▸ Given request
Print each line exactly as it is given.

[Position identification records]
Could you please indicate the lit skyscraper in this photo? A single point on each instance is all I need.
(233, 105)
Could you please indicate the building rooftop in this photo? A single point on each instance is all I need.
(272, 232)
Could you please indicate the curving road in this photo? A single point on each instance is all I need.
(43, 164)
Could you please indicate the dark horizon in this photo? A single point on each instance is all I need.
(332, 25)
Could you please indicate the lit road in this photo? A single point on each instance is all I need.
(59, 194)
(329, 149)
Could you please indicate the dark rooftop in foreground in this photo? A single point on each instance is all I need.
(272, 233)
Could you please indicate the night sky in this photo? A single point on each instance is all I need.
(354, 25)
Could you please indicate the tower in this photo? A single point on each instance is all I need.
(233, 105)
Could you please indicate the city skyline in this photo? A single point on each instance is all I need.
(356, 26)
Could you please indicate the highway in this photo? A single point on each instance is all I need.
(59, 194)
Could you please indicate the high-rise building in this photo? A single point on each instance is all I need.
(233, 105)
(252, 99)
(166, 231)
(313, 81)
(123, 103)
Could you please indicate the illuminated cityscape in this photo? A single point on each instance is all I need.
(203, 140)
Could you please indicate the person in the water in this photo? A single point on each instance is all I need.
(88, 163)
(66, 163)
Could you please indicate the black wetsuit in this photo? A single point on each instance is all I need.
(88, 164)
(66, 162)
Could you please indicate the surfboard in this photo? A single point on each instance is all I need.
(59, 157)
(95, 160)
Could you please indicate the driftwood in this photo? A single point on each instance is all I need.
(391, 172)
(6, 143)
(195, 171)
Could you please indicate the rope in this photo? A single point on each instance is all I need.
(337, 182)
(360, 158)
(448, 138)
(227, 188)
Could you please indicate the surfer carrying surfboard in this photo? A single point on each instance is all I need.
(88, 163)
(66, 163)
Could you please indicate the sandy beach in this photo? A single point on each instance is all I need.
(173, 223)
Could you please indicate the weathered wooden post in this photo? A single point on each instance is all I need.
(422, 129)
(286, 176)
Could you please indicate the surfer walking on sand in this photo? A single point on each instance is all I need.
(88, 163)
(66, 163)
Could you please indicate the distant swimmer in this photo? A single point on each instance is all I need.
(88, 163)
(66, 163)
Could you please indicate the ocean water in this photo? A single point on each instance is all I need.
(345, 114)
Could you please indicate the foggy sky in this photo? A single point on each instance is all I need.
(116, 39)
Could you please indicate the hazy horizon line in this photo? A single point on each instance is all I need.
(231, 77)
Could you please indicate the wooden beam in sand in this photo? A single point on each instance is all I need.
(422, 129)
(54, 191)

▸ The completed task
Could you please indicate the lit skyscraper in this photo? A single point on each instance is all I need.
(233, 105)
Could you please indicate the building rooftop in this photo? A single point on each instance is all I need.
(272, 232)
Could you please indicate the curving road in this photo? A single point on each instance is all I need.
(43, 164)
Could you please indicate the dark horizon in this photo? A single point on each instance is all I need.
(332, 25)
Could you please indicate the lit road in this photo? A single point on each instance is all I need.
(59, 194)
(329, 149)
Could you please indicate the dark rooftop in foreground in this photo? A single point on each instance is all I need.
(272, 233)
Could you please indicate the night sky in this photo? A single point on each instance is all I need.
(354, 25)
Could you please indicate the tower in this photo? A single point on each instance is all I need.
(233, 105)
Could you please indicate the city skyline in this photo? A single point on each instance is all I need.
(356, 26)
Could you please indicate the highway in this photo? A single point on each instance is all I need.
(59, 194)
Could you please indicate the high-rise building in this photo? A single point on each instance is all I need.
(233, 105)
(252, 99)
(166, 231)
(313, 81)
(123, 103)
Could you please indicate the illuminated cityscape in this photo? A single point on each instance is all I need.
(203, 140)
Could you please indicate the person in the water in this photo? A single point on each instance is all I need.
(88, 163)
(66, 163)
Could you please indicate the black wetsuit in this photo? A single point on each instance is all I need.
(88, 164)
(66, 162)
Could you please indicate the surfboard in this photo? A single point on each instance is all I need.
(59, 157)
(95, 160)
Could you please indicate the driftwood in this photo? A single point on each instance is all I need.
(391, 172)
(6, 143)
(195, 171)
Could you please indicate the rope in this photo? A single point on each instance is all I need.
(337, 182)
(360, 158)
(448, 138)
(227, 188)
Could you please indicate the surfer carrying surfboard in this photo? A single point on each instance is all I need.
(88, 163)
(66, 163)
Could you please indicate the sandy beach in this photo? A single point on each instance is all I need.
(173, 223)
Could you please indicate the weathered wooden post in this photo? A single point on each instance is all I need.
(422, 129)
(286, 176)
Could you please indicate the surfer walking on sand in this photo? A single point on each instance is all I need.
(88, 163)
(66, 163)
Could you please indicate the distant swimmer in this photo? A single point on each instance is all I need.
(88, 163)
(66, 163)
Could you please indicate the ocean water in this photo? A single point on each instance is all I need.
(345, 114)
Could you please indicate the foggy sky in this photo? A single point on each instance is all I need.
(116, 39)
Could you please indicate the hazy horizon line in this photo? A single point on each instance is all I need.
(231, 77)
Could you please indicate the wooden beam in sand in this photo? A single point on each instance is all I need.
(422, 129)
(54, 191)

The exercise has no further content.